● PROBLEM
Recast all of the data below as a numbered list, skipping any blank lines. Leave the pictures out of your answer.

(Location labeling records)
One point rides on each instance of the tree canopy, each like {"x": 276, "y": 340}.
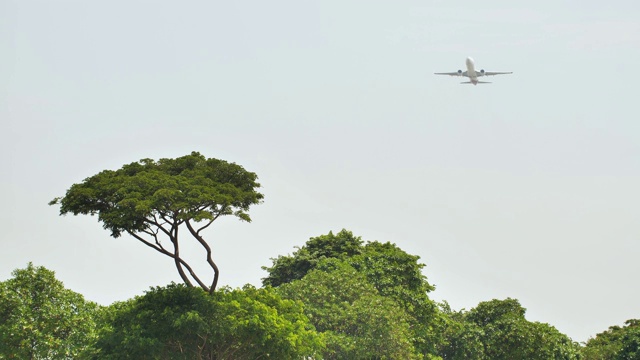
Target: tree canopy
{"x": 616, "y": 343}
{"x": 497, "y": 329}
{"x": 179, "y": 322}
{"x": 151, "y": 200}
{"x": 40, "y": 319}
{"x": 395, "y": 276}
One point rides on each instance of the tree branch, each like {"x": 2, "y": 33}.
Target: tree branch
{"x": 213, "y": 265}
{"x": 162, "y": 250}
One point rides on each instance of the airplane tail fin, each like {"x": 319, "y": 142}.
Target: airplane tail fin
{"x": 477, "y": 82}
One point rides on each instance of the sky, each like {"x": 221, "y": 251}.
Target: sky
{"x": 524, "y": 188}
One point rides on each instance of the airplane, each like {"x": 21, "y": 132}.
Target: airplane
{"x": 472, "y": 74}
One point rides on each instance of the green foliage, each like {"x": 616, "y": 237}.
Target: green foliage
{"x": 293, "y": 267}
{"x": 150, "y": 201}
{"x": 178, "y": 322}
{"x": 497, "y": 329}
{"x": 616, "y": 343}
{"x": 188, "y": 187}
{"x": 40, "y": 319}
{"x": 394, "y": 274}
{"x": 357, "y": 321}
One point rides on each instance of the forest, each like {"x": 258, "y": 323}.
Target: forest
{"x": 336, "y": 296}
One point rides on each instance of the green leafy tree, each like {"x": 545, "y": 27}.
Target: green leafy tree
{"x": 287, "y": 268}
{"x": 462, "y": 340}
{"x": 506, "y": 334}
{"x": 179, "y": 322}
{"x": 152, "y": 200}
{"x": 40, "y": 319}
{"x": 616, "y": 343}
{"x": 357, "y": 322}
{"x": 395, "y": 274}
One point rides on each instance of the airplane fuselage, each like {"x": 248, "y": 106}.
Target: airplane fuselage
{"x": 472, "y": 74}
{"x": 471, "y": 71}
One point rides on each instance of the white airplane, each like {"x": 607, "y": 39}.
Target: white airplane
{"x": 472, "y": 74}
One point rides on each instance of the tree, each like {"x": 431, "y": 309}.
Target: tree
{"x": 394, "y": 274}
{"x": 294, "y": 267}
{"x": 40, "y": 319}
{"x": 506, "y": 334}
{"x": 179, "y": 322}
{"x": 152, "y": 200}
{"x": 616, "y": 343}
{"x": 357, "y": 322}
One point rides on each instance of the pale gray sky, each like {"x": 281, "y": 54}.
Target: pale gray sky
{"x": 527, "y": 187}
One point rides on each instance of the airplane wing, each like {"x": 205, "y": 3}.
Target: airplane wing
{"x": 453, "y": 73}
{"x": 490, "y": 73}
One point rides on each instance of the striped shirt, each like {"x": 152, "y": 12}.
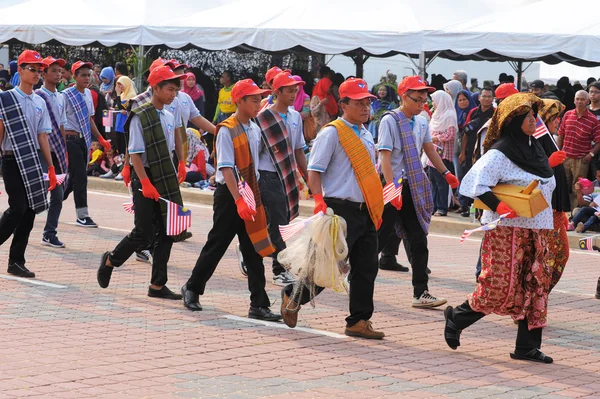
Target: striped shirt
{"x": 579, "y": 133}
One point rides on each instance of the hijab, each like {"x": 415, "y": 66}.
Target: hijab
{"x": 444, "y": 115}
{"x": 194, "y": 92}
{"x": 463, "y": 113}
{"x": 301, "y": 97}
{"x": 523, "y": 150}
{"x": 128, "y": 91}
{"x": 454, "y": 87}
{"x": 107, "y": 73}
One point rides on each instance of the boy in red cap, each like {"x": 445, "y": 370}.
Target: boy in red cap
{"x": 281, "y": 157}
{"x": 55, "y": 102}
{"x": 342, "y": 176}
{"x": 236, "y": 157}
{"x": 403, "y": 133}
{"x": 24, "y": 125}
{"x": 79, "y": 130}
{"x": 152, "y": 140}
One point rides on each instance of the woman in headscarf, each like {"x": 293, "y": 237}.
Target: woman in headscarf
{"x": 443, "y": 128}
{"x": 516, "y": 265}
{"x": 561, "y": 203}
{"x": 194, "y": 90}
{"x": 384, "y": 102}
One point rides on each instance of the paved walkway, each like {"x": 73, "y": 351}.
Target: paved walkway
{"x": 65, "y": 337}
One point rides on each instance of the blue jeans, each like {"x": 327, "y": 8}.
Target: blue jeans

● RESULT OF THE EXERCISE
1. One point rides on each instance of the tree canopy, each like {"x": 276, "y": 340}.
2. Target: tree canopy
3. {"x": 616, "y": 343}
4. {"x": 497, "y": 329}
5. {"x": 179, "y": 322}
6. {"x": 151, "y": 200}
7. {"x": 40, "y": 319}
8. {"x": 395, "y": 276}
9. One point rides on each instance of the tree branch, each like {"x": 2, "y": 33}.
10. Target: tree branch
11. {"x": 213, "y": 265}
12. {"x": 162, "y": 250}
13. One point rides on each instance of the airplane tail fin, each like {"x": 319, "y": 142}.
14. Target: airplane tail fin
15. {"x": 477, "y": 82}
16. One point rides on each instance of the sky, each like {"x": 221, "y": 251}.
17. Target: sky
18. {"x": 524, "y": 188}
19. One point rides on each instance of the airplane, each like {"x": 21, "y": 132}.
20. Target: airplane
21. {"x": 472, "y": 74}
22. One point rides on each instance of the green foliage, each like {"x": 616, "y": 237}.
23. Target: green foliage
24. {"x": 293, "y": 267}
25. {"x": 150, "y": 201}
26. {"x": 178, "y": 322}
27. {"x": 497, "y": 329}
28. {"x": 616, "y": 343}
29. {"x": 188, "y": 187}
30. {"x": 40, "y": 319}
31. {"x": 394, "y": 274}
32. {"x": 357, "y": 321}
33. One point rides on each instance of the forest, each like {"x": 258, "y": 323}.
34. Target: forest
35. {"x": 336, "y": 296}
36. One point rides on each instance of the green leafy tree, each like {"x": 545, "y": 27}.
37. Target: green leafy tree
38. {"x": 287, "y": 268}
39. {"x": 462, "y": 340}
40. {"x": 506, "y": 334}
41. {"x": 179, "y": 322}
42. {"x": 152, "y": 200}
43. {"x": 40, "y": 319}
44. {"x": 616, "y": 343}
45. {"x": 357, "y": 322}
46. {"x": 395, "y": 274}
47. One point rides on each instance of the airplane fuselage, each like {"x": 248, "y": 106}.
48. Target: airplane fuselage
49. {"x": 472, "y": 74}
50. {"x": 471, "y": 71}
51. One point rides on each instance of the white airplane, each like {"x": 607, "y": 39}.
52. Target: white airplane
53. {"x": 472, "y": 74}
54. One point rides on each instance of the tree, each like {"x": 431, "y": 309}.
55. Target: tree
56. {"x": 394, "y": 274}
57. {"x": 294, "y": 267}
58. {"x": 40, "y": 319}
59. {"x": 506, "y": 334}
60. {"x": 179, "y": 322}
61. {"x": 152, "y": 200}
62. {"x": 616, "y": 343}
63. {"x": 357, "y": 322}
64. One point rides on each instance of the pale gray sky, each like {"x": 281, "y": 54}.
65. Target: pale gray sky
66. {"x": 527, "y": 187}
67. One point rides on each instance of the airplane wing, each like {"x": 205, "y": 3}.
68. Target: airplane wing
69. {"x": 453, "y": 73}
70. {"x": 490, "y": 73}
71. One point rides on each instance of the striped shirt, each like {"x": 152, "y": 12}.
72. Target: striped shirt
73. {"x": 579, "y": 133}
74. One point rides on each instance of the hijab, each like {"x": 415, "y": 66}.
75. Target: hijab
76. {"x": 444, "y": 115}
77. {"x": 194, "y": 92}
78. {"x": 463, "y": 113}
79. {"x": 301, "y": 97}
80. {"x": 523, "y": 150}
81. {"x": 128, "y": 91}
82. {"x": 454, "y": 87}
83. {"x": 107, "y": 73}
84. One point rides on each instance of the boy in red cap, each like {"x": 445, "y": 370}.
85. Target: boy in red cap
86. {"x": 281, "y": 157}
87. {"x": 55, "y": 102}
88. {"x": 342, "y": 176}
89. {"x": 236, "y": 157}
90. {"x": 403, "y": 133}
91. {"x": 24, "y": 125}
92. {"x": 79, "y": 130}
93. {"x": 152, "y": 140}
94. One point rides on each instance of the woman in headscarf, each like {"x": 293, "y": 237}.
95. Target: woman in headscarf
96. {"x": 443, "y": 128}
97. {"x": 516, "y": 265}
98. {"x": 561, "y": 203}
99. {"x": 194, "y": 90}
100. {"x": 384, "y": 102}
101. One point rides on each instance of the paved walkway, each like {"x": 73, "y": 351}.
102. Target: paved walkway
103. {"x": 65, "y": 337}
104. One point rides on each instance of the blue jeans, each like {"x": 327, "y": 8}.
105. Target: blue jeans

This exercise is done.